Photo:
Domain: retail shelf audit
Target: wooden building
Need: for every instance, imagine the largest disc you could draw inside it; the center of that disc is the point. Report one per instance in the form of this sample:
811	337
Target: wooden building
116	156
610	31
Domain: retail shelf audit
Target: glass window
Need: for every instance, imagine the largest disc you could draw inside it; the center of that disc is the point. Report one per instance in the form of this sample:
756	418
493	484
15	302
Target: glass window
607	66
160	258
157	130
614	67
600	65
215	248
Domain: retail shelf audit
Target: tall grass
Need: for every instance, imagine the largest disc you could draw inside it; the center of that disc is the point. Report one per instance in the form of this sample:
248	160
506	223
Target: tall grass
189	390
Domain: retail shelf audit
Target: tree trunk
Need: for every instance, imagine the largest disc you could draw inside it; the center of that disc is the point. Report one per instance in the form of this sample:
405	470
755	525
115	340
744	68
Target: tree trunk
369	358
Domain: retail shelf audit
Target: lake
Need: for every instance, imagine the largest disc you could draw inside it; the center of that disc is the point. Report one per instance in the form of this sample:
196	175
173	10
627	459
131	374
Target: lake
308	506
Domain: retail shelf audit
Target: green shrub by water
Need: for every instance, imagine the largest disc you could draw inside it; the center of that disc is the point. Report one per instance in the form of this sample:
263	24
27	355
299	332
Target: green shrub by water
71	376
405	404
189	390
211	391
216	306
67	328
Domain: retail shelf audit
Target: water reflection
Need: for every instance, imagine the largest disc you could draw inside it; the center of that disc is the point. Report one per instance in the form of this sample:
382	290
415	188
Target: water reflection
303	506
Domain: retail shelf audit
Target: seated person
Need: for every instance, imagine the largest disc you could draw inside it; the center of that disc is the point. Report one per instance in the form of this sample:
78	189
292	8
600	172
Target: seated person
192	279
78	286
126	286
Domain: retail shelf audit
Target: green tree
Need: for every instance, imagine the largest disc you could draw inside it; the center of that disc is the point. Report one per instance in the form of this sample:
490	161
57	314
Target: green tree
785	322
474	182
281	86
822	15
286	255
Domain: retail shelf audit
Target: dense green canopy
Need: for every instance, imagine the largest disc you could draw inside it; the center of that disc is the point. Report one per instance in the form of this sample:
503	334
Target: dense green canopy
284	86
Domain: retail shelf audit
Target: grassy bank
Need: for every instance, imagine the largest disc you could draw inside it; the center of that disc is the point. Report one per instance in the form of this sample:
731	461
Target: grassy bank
————————
Task =>
Output each record exactly, leaving nothing out.

Exercise output =>
Photo:
Domain: retail shelf audit
Target: wooden building
Need: for every instance, imagine the largest disc you could draw inside it; the center of that disc is the point. Report one per instance in the form of this sample:
811	337
Target: wooden building
116	156
610	31
Domain: retail shelf audit
Target: glass window
Need: for every instance, imagine the largest disc you could draw inside it; the center of that disc is the point. Report one per instance in the form of this sample:
756	418
493	484
15	302
Target: glass window
607	66
160	258
157	130
614	67
600	65
215	248
Domain: retail shelf audit
Target: tall grass
Need: for every instance, imagine the largest disc you could draw inside it; the center of that disc is the point. Report one per instance in the form of this sample:
248	160
506	223
Target: tall grass
189	390
Domain: retail shelf audit
Target: tree trunk
Need: for every instance, imagine the largest disc you could draw inside it; the center of that disc is the point. Report one per instance in the form of this sample:
405	470
755	525
115	340
744	68
Target: tree trunk
369	358
Domain: retail shelf audit
Target: lake
Need: for every instance, imagine the largest disc you could draw inside it; the center of that disc is the point. Report one per instance in the form of this sample:
196	175
173	10
627	459
131	374
Target: lake
308	506
Domain: retail shelf audit
Target: green shrub by water
Need: for every instance, imagine the largest disc you could draw inside it; the center of that disc is the point. Report one per instance in the form of this sample:
263	24
27	355
299	332
Target: green shrub by water
71	376
405	404
189	390
211	391
216	306
67	328
Domain: retail shelf audit
Target: water reflection
Need: for every instance, imagine the largest disc you could draw inside it; the center of that disc is the point. Report one per instance in the form of this sample:
382	290
415	188
Target: water reflection
303	506
Domain: retail shelf audit
Target: seated person
Need: for every instance, imagine the largest disc you could draw inside it; the center of that disc is the point. Report one per instance in the form of this sample:
78	189
292	8
600	172
Target: seated person
192	279
78	286
126	286
Domain: retail shelf audit
Target: green tree
Need: for every instance, imagine the largest disc you could draw inside it; the center of that disc is the point. Report one per instance in the form of this sample:
490	161
57	314
Target: green tree
785	322
474	182
281	86
822	15
286	255
Domain: retail shelf audit
Target: dense green canopy
Need: for every instance, imagine the largest disc you could draw inside it; the center of that disc is the point. Report one per instance in the form of this sample:
503	334
Target: dense green canopy
284	86
Domain: retail shelf audit
Target: grassy bank
Need: for every instance, imagine the largest disc you could draw inside it; the center of that disc is the point. Report one per instance in the form of this sample:
731	461
Target: grassy bank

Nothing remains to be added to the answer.